**QUOTED PASSAGE:**

▬▬▬▬▬▬▬▬▬▬

The economic system is really the problem, and we must note that even Pope Francis is saying that the current economic system, the trickle down economy, is not working. It cannot just be health per se. Majority of Filipinos are still mired in extreme poverty. There is a disconnect between the DoH and the regional hospitals. The regional level is really undermanned. In some regions there are only three people assigned for maternal health. With our high birth rates, imagine the need for people to be assigned and trained for maternal health. Then there is the disconnect of the provincial hospitals with the national programs. The Doctors to the Barrios program offered P25,000.00 monthly, for two years, to any qualified doctor who wanted to serve in the rural areas. We need more of that, and a program that goes beyond a two-year program. General Santos’ population has increased dramatically in the past few years, but the number of midwife positions in the past decade or more has remained constant in that particular area. Addressing poverty should be a multi-sectoral approach. A lot of the farmers still don’t own the land they till yet we are an agricultural country. Their system of planting is antiquated and inefficient. They need support, technology, and training. They need to own the land they till. People are not making enough money to address their basic needs.

▬▬▬▬▬▬▬▬▬▬

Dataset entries
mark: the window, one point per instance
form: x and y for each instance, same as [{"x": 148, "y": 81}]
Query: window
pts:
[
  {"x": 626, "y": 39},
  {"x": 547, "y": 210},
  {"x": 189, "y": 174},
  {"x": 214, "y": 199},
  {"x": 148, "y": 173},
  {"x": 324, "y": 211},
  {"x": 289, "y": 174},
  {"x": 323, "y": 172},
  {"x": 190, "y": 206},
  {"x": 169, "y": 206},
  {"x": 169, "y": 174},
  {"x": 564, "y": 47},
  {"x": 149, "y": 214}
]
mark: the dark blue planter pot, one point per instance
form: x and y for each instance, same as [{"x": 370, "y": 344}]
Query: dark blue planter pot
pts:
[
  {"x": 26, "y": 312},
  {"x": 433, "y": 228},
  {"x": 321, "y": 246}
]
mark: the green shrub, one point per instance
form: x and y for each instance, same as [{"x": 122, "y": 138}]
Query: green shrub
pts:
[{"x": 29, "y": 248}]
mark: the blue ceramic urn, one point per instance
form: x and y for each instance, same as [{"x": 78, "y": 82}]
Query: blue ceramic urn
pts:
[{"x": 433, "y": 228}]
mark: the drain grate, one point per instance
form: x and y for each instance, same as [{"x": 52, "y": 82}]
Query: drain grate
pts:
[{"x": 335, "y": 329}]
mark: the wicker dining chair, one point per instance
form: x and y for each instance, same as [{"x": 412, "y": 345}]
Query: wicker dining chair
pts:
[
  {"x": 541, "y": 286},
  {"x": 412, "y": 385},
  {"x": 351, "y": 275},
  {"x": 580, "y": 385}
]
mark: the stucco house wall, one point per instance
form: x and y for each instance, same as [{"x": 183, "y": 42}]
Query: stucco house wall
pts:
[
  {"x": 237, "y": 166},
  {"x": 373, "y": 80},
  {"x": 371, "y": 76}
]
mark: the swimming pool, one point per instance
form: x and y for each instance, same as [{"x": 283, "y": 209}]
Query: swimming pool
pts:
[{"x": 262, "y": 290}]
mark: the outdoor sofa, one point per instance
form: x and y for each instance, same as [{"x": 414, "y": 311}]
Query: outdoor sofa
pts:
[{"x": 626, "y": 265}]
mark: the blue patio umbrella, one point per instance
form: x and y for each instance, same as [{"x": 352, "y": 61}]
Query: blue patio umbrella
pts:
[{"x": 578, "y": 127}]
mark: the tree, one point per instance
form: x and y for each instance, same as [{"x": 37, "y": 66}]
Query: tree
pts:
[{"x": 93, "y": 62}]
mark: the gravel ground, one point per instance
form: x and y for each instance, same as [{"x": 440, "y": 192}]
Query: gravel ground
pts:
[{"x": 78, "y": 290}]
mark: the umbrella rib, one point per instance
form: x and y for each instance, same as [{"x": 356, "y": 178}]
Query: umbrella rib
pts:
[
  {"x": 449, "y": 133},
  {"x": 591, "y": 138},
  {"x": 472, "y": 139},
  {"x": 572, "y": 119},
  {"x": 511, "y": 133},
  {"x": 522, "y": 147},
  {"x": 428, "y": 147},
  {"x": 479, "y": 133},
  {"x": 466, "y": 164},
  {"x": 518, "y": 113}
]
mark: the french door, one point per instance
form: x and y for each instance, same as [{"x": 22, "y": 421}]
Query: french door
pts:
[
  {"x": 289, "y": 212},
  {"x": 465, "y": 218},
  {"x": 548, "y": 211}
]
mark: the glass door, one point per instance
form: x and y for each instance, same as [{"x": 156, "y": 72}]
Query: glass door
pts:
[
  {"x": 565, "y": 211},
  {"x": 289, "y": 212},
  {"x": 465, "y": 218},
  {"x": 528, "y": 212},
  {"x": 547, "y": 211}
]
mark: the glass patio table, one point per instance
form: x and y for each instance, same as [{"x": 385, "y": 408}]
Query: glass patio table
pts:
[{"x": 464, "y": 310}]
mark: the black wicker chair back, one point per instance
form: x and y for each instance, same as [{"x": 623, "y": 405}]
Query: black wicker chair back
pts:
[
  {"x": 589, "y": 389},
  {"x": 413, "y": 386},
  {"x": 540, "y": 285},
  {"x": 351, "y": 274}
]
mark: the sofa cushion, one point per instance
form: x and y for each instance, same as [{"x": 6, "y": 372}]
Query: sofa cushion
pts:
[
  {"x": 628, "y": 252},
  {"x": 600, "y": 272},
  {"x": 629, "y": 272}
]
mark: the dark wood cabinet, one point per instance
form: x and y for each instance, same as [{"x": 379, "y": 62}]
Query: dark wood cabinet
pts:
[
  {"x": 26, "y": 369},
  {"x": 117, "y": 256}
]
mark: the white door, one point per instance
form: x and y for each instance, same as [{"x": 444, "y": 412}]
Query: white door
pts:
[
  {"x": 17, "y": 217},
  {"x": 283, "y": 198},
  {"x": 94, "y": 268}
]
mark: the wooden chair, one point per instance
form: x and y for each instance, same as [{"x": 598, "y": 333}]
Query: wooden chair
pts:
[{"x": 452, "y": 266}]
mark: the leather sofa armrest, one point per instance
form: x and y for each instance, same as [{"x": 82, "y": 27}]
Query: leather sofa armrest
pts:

▬▬▬▬▬▬▬▬▬▬

**TASK TO COMPLETE:** In the passage on poverty and health care in the Philippines, what did the Doctors to the Barrios program offer a qualified doctor who wanted to serve in rural areas?

**EXERCISE RESPONSE:** P25,000.00 a month for two years.